▸ **Extracted text**:
________________

THE convenience brought to consumers by the digital age has not come without its risks.

As more of our daily routines are carried out online - banking, shopping, travel booking - we take more on trust. And that leaves us vulnerable to fraudsters who are intent on using our numbers, identities and our faith in the internet as we scan websites for the dream holiday villa.

The travel agents' body ABTA and the National Fraud Intelligence Bureau knows of 4500 cases of holiday booking fraud in 2013 - that's almost 100 a week, and the real figure is far higher. "Most people are too embarrassed to report it," says ABTA's Sean Tipton. Some 1350 people were conned into booking an exotic villa that did not exist, "with some arriving at their destination to discover they had nowhere to stay", says ABTA. "The second most common scam involved consumers paying for fake airline tickets or tickets which never showed up, which accounted for 21% of complaints to police in 2013 with average losses of £1000 per victim."

Package holiday fraud accounted for 17% of reports in 2013, and this year packages for the Ryder Cup and Commonwealth Games in Scotland, and travel to the World Cup in Brazil, could prove a target.

Tony Neate, chief executive of Get Safe Online, said: "There are some simple steps people can take to reduce the chance of becoming the next victim of holiday booking fraud. The most important thing is to do your research - check a range of online reviews of the holiday you are about to book and that the company you are booking with is a member of a recognised trade association. If you're satisfied it is legit, make sure you use a credit card to pay as it offers more protection. Likewise, check the site is secure before paying by looking out for a padlock symbol in the browser window frame and 'https://' at the beginning of the web address."

Research published last week by CIFAS, the UK's fraud prevention service, reveals that more than 60% of frauds recorded on its database in 2013 were the result of the abuse of identity details.

Neil Munroe at ID specialist Equifax commented: "There are so many ways that a person's identity is at risk, from shopping online where all sorts of personal information is often requested - and handed over in return for special offers and discounts - to keeping receipts in wallets or throwing away financial statements and documents without shredding them.

"We are also concerned that many people still don't realise how easy it is for fraudsters to use the personal information available on social networking sites to steal their identity and open accounts in their name - and then there's the use of mobiles and smartphones for storing all sorts of personal information."

Munroe added: "It's important to understand the value of your private information and take precautions to keep ID fraud at bay because fraudsters need as little as three pieces of data to begin fraudulent activity."

A survey by credit-scoring specialist Experian suggests 86% of adults in Scotland are registered with some form of retail website, with more than 70% registered online with a utility, broadband or mobile-phone provider, and a similar proportion holding at least one social networking profile.

Experian advises using unique passwords for as many accounts as possible, avoiding family names and choosing mixed-character passwords that are changed frequently.

Financial Fraud Action cautions against opening emails and links from unknown sources, and says only limited personal information should be shared on social networking sites. It notes that open wi-fi hotspots pose greater risks than private networks, and says consumers should be aware of how much information they access via mobile devices.

FFA highlights the persistent threat of malware - malicious software - which can be kept out using security software (often available from a customer's own bank) along with online protection such as Safe Key from American Express and Verified by Visa.

CASE STUDY

A Valentine's weekend at a romantic lodge on Loch Ness looked so appealing that Laura Parks and husband Sean, a soldier on leave at the time from service in Afghanistan, handed over more than £1000 in an online booking.

The lodge was advertised on Facebook and through a professional-looking website, but it turned out that photos of a Scottish lochside lodge had been copied from a legitimate website, and the Yorkshire-based couple had been lured to a phoney site and booked into a non-existent lodge. ABTA says: "Laura and Sean were stranded in blizzard conditions and were forced to spend money on securing alternative accommodation, as well as losing close to £400 on their original booking for the lodge and meals after paying the bogus company through bank transfer."

________________

▸ **Stored data**:

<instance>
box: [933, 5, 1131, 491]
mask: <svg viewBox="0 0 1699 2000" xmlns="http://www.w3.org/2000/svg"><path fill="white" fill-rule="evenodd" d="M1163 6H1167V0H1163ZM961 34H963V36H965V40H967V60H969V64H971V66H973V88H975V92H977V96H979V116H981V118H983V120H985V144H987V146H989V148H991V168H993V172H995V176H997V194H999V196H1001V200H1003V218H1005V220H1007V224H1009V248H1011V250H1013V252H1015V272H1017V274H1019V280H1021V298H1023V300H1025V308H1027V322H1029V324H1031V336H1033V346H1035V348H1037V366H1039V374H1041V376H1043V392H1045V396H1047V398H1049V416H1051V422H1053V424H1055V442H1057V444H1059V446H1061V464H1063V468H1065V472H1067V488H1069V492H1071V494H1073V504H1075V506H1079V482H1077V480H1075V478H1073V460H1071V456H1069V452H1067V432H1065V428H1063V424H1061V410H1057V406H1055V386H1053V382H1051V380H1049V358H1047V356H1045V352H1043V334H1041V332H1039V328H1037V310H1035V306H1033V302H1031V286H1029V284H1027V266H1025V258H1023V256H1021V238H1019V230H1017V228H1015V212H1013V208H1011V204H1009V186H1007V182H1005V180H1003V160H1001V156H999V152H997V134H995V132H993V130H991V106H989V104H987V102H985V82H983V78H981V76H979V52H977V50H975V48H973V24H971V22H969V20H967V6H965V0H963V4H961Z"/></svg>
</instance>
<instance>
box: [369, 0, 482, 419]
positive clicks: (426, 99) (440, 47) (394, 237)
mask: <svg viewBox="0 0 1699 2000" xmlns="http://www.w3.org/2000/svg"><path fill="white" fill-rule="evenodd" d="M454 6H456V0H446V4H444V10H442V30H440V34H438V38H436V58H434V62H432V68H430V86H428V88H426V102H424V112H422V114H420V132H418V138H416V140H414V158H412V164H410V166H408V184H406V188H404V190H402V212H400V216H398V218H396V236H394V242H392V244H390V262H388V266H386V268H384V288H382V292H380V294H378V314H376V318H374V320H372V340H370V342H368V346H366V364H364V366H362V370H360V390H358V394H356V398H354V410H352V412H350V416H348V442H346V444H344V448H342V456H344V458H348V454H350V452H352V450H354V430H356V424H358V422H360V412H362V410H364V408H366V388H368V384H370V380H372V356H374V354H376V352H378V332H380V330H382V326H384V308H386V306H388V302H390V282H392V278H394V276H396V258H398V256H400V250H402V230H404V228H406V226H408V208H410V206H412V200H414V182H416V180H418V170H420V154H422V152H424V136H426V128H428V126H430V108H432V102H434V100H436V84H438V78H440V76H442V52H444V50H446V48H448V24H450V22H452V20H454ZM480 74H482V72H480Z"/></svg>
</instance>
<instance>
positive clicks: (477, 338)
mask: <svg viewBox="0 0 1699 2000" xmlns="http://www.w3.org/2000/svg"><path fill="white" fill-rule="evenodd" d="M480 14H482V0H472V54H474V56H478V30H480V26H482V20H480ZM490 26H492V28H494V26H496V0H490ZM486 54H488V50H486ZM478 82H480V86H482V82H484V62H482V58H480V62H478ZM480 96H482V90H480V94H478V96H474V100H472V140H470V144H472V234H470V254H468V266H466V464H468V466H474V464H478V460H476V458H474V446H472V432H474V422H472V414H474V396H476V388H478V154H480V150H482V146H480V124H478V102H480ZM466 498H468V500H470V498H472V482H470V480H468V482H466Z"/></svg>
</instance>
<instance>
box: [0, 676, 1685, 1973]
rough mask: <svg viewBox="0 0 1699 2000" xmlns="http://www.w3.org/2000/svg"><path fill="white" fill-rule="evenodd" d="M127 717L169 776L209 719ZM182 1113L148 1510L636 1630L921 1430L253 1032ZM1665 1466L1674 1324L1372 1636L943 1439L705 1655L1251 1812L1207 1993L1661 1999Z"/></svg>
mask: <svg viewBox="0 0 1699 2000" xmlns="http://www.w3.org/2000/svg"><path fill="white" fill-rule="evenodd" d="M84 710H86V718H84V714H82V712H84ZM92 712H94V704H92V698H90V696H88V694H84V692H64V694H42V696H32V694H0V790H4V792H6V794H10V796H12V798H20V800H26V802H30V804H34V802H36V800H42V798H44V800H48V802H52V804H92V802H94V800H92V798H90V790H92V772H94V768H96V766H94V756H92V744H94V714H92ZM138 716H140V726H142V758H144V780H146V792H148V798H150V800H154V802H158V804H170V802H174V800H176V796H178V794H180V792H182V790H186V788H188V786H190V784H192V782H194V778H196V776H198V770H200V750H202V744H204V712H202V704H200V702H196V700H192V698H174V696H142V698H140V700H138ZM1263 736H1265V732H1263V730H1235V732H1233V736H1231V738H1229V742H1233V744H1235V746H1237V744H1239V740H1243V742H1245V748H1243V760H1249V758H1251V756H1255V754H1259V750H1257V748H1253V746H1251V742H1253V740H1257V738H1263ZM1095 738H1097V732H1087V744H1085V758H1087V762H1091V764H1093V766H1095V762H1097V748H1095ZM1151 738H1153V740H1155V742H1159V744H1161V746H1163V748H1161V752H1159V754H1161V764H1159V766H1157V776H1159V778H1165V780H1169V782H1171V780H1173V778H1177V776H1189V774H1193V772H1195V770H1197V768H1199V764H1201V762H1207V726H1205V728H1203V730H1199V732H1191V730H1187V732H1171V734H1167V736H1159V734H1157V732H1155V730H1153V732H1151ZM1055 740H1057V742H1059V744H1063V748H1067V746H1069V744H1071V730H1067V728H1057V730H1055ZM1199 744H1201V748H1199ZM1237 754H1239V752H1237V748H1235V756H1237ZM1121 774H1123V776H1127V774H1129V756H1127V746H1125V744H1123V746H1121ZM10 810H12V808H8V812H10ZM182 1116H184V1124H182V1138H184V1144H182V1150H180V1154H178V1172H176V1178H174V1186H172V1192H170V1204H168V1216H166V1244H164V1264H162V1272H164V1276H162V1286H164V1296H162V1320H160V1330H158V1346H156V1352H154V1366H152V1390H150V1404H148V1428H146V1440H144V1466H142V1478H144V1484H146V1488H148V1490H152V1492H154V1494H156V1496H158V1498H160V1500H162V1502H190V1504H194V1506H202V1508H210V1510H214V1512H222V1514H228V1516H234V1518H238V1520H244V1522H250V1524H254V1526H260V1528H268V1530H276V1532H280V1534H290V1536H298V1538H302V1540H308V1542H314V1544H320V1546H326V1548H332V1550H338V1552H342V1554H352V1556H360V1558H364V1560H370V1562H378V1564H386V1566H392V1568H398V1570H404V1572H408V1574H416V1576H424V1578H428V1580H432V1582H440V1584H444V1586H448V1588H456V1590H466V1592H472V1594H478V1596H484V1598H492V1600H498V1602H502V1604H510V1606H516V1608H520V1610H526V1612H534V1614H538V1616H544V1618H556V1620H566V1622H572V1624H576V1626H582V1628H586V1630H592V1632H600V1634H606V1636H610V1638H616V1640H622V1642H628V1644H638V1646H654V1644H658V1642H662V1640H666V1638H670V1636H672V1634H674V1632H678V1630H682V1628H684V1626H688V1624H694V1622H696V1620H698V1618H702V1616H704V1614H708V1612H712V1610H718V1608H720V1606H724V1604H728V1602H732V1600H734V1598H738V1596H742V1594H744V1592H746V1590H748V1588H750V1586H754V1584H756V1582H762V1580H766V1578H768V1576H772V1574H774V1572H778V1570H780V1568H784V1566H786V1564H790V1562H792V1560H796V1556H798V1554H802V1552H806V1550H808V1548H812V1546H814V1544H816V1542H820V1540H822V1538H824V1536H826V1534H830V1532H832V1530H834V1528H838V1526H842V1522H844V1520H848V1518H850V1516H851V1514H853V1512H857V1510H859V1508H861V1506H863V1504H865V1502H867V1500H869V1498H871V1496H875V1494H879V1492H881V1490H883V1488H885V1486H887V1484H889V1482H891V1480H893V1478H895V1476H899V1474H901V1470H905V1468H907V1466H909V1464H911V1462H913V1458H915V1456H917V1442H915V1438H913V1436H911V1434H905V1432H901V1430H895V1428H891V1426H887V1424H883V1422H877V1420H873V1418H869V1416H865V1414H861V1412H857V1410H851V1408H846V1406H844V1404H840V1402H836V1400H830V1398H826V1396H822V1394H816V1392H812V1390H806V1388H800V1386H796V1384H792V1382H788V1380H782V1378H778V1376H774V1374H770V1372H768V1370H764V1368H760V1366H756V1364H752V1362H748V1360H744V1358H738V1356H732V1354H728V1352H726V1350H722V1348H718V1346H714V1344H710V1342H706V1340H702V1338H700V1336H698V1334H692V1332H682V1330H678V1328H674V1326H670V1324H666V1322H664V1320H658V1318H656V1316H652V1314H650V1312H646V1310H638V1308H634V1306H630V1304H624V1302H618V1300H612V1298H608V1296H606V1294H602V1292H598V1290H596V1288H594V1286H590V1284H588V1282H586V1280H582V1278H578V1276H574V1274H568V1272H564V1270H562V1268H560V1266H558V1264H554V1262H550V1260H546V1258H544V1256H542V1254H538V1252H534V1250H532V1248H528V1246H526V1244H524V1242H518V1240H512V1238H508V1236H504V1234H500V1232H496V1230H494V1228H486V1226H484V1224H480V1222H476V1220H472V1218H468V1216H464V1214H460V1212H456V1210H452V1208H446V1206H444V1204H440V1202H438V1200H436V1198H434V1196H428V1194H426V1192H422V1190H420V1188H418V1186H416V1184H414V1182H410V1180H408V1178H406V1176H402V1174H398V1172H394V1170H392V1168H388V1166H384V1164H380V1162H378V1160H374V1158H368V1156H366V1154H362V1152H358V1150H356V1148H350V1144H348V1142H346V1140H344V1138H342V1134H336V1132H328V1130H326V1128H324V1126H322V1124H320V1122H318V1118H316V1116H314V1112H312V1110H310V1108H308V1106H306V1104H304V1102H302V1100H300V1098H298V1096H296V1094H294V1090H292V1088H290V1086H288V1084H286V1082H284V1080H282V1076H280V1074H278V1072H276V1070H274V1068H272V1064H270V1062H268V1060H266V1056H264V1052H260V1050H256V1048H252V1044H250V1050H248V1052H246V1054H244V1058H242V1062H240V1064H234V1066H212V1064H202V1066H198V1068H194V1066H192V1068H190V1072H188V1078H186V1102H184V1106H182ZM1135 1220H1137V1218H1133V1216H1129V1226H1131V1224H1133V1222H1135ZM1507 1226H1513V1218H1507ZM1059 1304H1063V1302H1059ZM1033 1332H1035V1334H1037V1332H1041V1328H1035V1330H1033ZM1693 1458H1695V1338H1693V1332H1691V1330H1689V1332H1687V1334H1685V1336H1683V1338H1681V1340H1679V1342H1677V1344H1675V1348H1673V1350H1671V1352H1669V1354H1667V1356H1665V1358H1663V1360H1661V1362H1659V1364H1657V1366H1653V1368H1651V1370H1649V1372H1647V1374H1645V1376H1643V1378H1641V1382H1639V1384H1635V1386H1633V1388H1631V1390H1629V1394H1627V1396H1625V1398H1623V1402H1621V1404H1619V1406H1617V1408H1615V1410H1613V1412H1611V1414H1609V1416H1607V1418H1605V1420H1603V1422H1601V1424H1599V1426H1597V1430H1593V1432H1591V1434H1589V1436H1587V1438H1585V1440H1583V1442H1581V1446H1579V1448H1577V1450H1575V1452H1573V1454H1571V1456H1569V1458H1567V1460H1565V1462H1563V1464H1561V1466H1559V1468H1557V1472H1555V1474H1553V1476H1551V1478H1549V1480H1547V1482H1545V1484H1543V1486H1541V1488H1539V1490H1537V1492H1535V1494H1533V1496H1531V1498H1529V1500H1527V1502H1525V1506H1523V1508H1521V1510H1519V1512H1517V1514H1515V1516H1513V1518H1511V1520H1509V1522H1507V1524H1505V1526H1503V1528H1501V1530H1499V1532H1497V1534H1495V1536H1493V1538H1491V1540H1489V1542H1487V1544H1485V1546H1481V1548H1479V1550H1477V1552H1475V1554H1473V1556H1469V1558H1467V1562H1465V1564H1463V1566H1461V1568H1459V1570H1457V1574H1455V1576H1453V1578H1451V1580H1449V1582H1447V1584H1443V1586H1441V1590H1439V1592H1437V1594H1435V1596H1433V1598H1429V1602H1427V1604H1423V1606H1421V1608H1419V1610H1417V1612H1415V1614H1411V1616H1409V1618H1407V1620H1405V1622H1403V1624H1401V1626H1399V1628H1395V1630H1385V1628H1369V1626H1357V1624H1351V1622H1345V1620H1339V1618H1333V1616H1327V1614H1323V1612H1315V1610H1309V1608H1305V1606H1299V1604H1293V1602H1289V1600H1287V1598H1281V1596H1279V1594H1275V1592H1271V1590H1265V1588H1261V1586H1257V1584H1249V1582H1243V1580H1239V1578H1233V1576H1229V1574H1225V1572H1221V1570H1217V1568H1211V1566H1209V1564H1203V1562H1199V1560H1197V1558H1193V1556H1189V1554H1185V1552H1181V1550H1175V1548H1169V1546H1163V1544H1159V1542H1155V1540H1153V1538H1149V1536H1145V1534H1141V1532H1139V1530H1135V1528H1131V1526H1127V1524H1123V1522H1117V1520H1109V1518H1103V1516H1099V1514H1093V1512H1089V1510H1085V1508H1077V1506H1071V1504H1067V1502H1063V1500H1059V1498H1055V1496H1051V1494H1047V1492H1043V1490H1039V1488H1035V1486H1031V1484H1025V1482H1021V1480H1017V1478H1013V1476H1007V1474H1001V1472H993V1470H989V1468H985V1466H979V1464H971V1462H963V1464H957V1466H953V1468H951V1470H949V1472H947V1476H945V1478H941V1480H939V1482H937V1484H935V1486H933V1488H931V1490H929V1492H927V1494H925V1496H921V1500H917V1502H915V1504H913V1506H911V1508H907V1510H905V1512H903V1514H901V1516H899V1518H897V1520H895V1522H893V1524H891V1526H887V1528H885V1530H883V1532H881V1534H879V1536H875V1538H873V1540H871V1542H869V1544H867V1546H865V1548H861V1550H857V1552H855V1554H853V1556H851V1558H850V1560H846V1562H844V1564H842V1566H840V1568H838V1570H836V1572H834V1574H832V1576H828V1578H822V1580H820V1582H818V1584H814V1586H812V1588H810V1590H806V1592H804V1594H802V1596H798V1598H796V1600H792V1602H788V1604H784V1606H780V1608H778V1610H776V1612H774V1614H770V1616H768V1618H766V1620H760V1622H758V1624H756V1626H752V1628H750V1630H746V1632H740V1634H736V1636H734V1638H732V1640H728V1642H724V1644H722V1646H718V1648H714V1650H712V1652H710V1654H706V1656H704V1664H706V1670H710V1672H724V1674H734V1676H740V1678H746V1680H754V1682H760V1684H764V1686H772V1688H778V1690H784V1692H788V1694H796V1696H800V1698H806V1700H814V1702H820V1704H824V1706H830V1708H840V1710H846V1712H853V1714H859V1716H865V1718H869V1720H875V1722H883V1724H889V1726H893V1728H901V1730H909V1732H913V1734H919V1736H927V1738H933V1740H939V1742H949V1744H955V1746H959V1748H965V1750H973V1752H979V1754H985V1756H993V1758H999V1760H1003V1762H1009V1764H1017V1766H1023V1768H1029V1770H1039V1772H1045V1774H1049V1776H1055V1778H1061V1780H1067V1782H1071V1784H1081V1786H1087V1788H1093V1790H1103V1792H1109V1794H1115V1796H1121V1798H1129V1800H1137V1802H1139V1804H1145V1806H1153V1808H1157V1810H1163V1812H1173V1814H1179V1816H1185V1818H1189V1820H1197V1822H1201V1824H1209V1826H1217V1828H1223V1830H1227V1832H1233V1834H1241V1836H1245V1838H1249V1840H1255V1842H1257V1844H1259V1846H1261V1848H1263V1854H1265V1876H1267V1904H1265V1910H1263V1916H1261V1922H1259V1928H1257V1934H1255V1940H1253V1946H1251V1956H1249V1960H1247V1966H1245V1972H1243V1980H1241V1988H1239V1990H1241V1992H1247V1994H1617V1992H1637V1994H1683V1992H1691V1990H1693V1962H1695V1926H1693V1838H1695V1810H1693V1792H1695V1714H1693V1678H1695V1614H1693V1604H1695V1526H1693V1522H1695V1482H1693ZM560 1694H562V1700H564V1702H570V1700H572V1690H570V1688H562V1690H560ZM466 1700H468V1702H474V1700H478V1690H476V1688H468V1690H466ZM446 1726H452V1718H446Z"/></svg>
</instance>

________________

▸ **Problem to solve**: Please rewrite the paragraph of the online fraud article that begins "Tony Neate, chief executive of Get Safe Online," as a short list of its main points.

▸ **Your response**:
Tony Neate, chief executive of Get Safe Online, lists simple steps to reduce the chance of falling victim to holiday booking fraud:
- Do your research, which is the most important step.
- Check a range of online reviews of the holiday you are about to book.
- Make sure the company you are booking with is a member of a recognized trade association.
- Pay by credit card, since it offers more protection.
- Before paying, check that the site is secure by looking for a padlock symbol in the browser window frame and "https://" at the beginning of the web address.